▶ [Requirements] Copy everything from the start of the listing down to the line containing "point(368, 288)", substituting "sprout" for "seedling" and leaving all else unchanged. Omit the pictures from your copy.
Start
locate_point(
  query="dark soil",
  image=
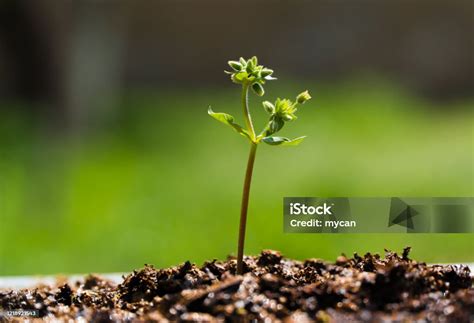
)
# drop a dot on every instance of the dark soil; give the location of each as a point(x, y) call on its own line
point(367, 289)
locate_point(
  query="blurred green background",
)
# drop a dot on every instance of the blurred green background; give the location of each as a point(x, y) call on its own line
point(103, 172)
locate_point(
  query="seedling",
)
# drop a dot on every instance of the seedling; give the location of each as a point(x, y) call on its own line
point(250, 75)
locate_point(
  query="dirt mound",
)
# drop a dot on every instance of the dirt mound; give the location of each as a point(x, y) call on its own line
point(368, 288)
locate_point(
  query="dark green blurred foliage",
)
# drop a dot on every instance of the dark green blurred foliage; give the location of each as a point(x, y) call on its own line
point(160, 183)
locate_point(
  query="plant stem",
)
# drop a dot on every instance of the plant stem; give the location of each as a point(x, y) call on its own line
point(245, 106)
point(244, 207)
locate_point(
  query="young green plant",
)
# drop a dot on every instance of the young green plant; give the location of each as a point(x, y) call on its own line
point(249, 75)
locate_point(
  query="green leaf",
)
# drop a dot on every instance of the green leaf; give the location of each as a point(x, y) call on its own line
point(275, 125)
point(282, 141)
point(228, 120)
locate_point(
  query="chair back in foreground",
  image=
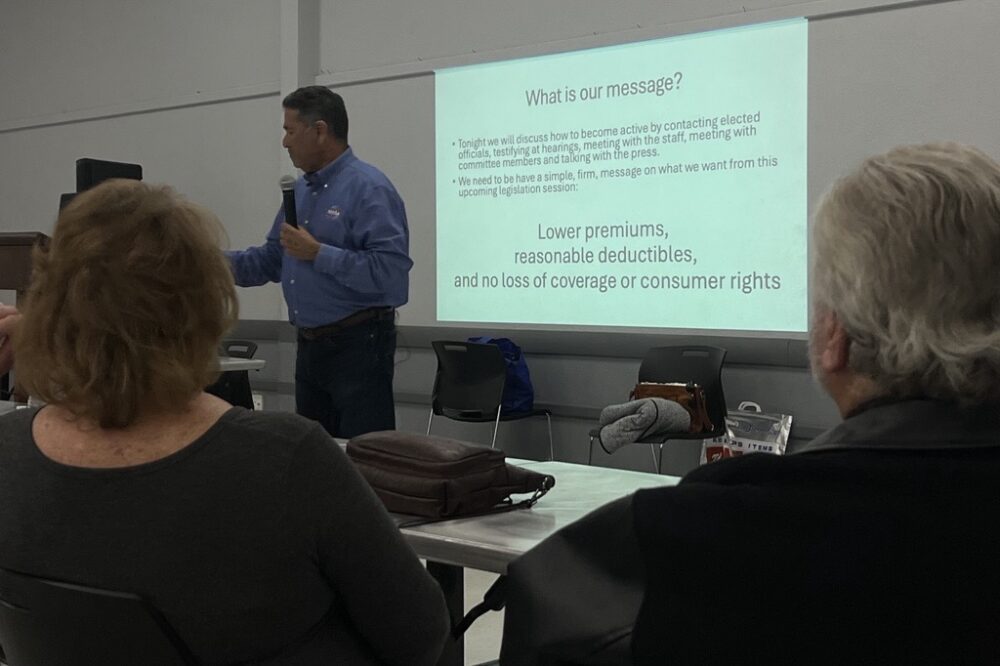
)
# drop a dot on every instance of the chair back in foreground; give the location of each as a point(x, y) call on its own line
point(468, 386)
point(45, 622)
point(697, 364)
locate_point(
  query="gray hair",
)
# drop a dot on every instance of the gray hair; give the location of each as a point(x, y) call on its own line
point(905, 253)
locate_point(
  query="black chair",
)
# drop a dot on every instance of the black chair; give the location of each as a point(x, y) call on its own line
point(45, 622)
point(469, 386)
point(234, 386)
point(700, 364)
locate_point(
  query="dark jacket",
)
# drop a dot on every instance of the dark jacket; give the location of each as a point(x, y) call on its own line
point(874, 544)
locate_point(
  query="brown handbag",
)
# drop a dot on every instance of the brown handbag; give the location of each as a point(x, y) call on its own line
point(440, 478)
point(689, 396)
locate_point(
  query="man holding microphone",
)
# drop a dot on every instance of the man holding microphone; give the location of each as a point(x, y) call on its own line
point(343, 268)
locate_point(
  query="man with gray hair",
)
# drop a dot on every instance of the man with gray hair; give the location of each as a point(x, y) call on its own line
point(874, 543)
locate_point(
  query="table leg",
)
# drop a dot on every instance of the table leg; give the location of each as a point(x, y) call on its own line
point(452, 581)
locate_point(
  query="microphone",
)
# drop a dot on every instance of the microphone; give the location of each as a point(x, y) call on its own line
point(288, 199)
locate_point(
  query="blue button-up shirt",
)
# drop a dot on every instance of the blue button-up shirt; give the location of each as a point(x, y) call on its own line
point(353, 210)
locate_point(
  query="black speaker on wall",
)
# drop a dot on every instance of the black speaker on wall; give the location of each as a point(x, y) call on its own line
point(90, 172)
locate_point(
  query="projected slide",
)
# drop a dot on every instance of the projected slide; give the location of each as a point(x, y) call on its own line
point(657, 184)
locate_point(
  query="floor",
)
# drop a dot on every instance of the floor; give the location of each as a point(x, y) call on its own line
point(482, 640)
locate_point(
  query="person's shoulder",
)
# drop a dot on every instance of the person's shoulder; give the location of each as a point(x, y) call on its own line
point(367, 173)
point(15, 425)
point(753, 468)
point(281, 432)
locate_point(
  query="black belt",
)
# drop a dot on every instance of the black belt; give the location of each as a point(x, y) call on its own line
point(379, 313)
End
▶ [Task output]
locate_point(
  query="dark soil",
  image=
)
# drop a dot on every instance of the dark soil; give the location of each as a point(x, y) call on its own line
point(367, 289)
locate_point(
  query="blurred green background",
)
# drop a dot on every instance of the blurred green background; give the location of each as a point(x, y) call on its own line
point(103, 172)
locate_point(
  query="sprout",
)
# drop a dot on every instance of the sprout; give the location of each as a point(x, y) call on its own line
point(250, 75)
locate_point(
  query="dirt mound",
)
# drop a dot on every instance of the dirt mound; give the location of each as a point(x, y) call on its own line
point(368, 288)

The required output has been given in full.